Set problem 1: Collect every line of the entries that contains the word "cliff".

Source text:
------------------------------------------------------------
Lillian Boxfish Takes A Walk | 2020 Reading Challenge
“Can any telling ever be so thorough that there is no more story left to tell? ”
The following are my thoughts, impressions, etc. surrounding this book, which I read as part of my 2020 Reading Challenge. This is not meant to be a formal book review – if you would like to know why, you can read about my intentions with this Challenge here. Now onto Lillian Boxfish Takes A Walk by Kathleen Rooney.
This is one of the rereads I set out to complete in April, and although it came down to the wire, I managed to finish it during the fourth month of 2020. I remember how I felt reading it the first time – which I believe was shortly after I received it in my January 2017 Book of the Month Club box – mainly because those feelings didn’t change on this second time around.
But before I get into that, the book synopsis:
She took 1930s New York by storm, working her way up writing copy for R.H. Macy’s to become the highest-paid advertising woman in the country. It was a job that, she says, “in some ways saved my life, and in other ways ruined it.”
Now it’s the last night of 1984 and Lillian, eighty-five years old but just as sharp and savvy as ever, is on her way to a party. It’s chilly enough for her mink coat, and Manhattan is grittier now—her son keeps warning her about a subway vigilante on the prowl—but the quick-tongued poetess has never been one to scare easily. On a walk that takes her more than ten miles around the city, she meets bartenders, bodega clerks, security guards, criminals, children, parents, and parents-to-be, while reviewing a life of excitement and adversity, passion and heartbreak, illuminating all the ways New York has changed—and has not.
------------------------------------------------------------
(Region labeling entries)
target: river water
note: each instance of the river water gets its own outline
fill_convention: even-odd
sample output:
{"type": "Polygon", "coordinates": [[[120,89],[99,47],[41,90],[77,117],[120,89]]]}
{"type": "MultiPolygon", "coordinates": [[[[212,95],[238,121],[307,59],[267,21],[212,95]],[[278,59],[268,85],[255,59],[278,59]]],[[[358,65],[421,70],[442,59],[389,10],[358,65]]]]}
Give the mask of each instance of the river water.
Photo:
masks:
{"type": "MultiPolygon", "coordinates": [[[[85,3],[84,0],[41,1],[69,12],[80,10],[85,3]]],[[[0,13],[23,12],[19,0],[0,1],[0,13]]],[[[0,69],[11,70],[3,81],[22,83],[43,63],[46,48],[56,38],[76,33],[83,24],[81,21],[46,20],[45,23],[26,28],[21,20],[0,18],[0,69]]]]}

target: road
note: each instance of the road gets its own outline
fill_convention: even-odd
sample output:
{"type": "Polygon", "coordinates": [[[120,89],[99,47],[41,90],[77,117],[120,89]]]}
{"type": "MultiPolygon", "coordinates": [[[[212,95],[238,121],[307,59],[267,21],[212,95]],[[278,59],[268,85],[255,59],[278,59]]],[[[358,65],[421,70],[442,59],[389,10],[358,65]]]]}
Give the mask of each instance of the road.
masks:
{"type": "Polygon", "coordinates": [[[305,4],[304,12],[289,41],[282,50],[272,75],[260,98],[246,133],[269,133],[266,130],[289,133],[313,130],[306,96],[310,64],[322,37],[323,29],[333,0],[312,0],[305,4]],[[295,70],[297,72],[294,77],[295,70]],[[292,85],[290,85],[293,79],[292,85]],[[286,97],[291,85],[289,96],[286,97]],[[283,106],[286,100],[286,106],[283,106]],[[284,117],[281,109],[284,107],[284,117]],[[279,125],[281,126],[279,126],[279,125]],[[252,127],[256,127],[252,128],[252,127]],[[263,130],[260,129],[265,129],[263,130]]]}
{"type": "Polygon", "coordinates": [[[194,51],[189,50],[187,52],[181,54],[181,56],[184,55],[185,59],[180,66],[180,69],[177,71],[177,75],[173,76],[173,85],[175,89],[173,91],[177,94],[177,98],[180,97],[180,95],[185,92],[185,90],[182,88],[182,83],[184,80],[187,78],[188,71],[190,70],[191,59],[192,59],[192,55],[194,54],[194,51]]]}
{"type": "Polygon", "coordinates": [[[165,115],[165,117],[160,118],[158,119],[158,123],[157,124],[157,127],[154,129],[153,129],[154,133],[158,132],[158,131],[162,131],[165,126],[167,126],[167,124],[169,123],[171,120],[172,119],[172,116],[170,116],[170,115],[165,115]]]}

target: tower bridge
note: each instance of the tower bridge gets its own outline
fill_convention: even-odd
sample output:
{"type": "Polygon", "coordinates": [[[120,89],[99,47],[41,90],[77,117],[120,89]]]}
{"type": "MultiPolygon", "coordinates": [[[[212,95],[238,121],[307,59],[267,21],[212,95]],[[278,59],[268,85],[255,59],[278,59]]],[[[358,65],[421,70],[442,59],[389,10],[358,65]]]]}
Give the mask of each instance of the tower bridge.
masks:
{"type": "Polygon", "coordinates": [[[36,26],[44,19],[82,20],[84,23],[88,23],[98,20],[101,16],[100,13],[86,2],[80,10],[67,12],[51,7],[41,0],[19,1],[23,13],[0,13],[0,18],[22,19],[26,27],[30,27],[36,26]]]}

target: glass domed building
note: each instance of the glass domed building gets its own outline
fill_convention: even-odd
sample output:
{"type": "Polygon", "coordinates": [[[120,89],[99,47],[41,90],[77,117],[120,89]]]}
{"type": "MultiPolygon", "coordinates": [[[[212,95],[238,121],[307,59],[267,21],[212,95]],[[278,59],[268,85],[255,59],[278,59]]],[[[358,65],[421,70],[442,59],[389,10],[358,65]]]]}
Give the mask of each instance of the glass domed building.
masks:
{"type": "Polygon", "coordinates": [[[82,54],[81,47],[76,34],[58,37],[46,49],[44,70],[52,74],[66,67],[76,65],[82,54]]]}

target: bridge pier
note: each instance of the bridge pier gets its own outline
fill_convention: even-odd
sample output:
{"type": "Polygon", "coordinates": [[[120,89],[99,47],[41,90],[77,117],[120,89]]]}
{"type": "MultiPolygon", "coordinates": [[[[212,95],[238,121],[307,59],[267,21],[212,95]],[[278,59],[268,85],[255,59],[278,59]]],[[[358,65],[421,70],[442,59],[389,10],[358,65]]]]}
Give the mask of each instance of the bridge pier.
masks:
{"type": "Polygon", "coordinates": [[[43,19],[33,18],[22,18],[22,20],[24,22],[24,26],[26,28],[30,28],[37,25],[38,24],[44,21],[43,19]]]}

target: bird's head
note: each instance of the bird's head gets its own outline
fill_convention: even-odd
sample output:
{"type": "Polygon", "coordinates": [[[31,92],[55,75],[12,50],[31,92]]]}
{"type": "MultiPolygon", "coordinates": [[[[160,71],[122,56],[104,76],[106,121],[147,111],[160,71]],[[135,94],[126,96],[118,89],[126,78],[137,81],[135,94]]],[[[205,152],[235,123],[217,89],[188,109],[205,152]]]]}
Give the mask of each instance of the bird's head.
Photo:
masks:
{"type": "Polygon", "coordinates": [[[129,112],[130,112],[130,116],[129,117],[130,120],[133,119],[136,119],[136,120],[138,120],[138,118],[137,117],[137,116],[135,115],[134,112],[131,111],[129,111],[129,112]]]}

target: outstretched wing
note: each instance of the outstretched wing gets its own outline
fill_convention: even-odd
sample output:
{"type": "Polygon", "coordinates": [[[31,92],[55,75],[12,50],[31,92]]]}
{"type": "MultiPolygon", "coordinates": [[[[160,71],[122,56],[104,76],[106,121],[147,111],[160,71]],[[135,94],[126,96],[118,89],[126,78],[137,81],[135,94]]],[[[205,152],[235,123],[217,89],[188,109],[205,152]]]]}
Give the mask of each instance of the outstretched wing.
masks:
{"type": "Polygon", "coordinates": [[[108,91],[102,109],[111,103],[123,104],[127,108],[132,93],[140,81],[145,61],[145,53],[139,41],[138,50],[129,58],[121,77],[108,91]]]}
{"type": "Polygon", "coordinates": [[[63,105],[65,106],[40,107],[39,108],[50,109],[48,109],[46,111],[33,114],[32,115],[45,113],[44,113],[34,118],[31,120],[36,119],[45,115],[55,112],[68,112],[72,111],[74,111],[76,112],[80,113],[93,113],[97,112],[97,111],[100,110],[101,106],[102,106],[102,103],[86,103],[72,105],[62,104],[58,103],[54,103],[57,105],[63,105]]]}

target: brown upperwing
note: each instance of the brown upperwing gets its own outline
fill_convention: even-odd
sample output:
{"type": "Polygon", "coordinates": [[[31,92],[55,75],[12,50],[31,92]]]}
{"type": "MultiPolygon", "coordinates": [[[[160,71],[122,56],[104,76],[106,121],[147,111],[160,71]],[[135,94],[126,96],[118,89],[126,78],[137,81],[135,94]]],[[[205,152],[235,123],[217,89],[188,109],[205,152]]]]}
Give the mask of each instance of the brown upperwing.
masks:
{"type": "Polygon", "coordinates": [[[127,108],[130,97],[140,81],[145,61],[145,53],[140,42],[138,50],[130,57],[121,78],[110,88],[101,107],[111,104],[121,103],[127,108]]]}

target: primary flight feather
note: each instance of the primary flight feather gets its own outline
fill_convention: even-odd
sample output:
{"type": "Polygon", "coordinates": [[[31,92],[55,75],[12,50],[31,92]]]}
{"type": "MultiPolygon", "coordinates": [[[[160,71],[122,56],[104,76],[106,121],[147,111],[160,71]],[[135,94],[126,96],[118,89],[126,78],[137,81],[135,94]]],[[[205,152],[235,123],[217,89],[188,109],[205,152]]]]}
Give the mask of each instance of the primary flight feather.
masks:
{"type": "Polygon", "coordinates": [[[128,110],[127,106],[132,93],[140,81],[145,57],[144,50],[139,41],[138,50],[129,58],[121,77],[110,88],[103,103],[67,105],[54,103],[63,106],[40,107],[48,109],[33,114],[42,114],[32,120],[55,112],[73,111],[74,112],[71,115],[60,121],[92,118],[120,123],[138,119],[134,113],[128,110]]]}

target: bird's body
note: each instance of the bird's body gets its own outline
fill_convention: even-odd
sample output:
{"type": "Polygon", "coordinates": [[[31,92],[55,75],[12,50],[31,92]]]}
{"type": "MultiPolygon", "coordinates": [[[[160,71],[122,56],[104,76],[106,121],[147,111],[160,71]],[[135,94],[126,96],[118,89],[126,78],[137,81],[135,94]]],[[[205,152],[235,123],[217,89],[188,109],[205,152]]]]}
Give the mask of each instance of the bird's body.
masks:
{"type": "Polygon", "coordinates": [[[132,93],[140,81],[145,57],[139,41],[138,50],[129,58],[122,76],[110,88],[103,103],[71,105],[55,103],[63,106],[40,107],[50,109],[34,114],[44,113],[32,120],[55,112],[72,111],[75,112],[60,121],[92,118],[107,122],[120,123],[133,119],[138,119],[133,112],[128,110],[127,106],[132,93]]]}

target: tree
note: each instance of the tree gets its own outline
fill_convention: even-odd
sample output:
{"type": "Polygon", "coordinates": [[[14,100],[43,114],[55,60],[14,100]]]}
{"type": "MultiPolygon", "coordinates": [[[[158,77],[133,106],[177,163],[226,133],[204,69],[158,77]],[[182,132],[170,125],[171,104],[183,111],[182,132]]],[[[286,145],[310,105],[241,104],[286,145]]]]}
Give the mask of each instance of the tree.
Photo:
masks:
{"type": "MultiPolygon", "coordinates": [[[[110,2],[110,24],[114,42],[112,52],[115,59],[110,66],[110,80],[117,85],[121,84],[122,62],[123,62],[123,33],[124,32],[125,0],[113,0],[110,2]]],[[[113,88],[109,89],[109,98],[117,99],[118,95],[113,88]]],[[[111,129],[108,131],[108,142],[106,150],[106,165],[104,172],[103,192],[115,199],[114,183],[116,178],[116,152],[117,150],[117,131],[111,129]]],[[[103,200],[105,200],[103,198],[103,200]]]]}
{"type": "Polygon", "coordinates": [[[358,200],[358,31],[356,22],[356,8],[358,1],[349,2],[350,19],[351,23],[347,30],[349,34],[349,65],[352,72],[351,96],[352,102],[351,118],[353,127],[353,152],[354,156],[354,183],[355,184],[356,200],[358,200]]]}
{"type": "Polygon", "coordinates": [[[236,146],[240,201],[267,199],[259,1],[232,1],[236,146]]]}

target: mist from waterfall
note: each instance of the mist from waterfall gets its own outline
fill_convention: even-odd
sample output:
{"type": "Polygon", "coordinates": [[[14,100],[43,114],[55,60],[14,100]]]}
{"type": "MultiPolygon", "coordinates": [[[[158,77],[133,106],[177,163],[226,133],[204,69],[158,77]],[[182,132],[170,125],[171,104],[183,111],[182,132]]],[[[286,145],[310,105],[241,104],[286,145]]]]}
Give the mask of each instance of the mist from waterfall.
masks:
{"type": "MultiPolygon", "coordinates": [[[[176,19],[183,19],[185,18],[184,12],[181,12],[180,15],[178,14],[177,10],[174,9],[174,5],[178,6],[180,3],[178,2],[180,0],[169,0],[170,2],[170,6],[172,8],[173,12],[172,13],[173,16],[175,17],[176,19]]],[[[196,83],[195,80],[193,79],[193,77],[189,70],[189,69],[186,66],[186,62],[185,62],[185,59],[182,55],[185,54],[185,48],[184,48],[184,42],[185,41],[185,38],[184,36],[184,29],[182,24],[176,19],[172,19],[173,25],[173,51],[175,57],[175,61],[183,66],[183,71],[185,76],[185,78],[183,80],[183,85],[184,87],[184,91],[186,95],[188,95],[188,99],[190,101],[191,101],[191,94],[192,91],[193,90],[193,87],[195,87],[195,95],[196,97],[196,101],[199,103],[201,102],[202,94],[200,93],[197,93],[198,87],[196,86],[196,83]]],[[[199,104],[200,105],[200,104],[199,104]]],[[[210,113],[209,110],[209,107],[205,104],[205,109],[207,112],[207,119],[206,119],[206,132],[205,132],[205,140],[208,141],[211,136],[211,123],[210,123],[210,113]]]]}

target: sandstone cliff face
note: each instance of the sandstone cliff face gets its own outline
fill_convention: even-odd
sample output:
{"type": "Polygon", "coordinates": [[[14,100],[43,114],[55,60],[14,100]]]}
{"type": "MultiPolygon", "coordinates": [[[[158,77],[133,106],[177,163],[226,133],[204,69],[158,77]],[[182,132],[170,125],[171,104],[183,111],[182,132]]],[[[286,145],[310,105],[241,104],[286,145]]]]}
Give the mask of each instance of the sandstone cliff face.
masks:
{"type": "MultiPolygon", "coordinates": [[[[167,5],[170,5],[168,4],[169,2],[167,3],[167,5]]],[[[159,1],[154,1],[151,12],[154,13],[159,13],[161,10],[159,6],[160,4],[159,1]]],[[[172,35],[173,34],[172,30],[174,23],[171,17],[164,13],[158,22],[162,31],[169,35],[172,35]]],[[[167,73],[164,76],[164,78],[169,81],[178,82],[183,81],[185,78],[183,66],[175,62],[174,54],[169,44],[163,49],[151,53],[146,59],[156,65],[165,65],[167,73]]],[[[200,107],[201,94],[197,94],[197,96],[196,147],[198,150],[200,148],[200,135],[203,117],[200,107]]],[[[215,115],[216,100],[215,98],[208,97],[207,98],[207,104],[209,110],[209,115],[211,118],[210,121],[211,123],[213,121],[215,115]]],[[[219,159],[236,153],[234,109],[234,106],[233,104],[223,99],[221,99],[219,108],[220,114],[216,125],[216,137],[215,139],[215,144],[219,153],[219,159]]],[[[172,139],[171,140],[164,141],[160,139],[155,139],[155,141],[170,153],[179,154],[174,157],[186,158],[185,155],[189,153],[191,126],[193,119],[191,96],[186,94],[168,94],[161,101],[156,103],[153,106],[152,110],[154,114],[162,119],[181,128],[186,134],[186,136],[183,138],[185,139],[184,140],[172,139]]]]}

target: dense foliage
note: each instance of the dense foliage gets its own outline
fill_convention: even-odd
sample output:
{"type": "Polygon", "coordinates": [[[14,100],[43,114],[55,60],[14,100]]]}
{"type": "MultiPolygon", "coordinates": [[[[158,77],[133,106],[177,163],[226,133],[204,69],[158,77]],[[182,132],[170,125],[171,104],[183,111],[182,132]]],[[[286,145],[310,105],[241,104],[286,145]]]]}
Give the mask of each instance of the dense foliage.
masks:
------------------------------------------------------------
Set problem 2: Using the post, decide whether each statement is true: (a) the writer first read the book in 2020; (b) Lillian is eighty-five years old on the last night of 1984; (c) Lillian's walk covers more than ten miles of the city. Answer yes or no for each and quote the words that decide it.

Worked answer 1:
target: sandstone cliff face
note: each instance of the sandstone cliff face gets its own outline
Give the mask of each instance of the sandstone cliff face.

Worked answer 2:
(a) No: "shortly after I received it in my January 2017 Book of the Month Club box"
(b) Yes: "the last night of 1984 and Lillian, eighty-five years old"
(c) Yes: "On a walk that takes her more than ten miles around the city"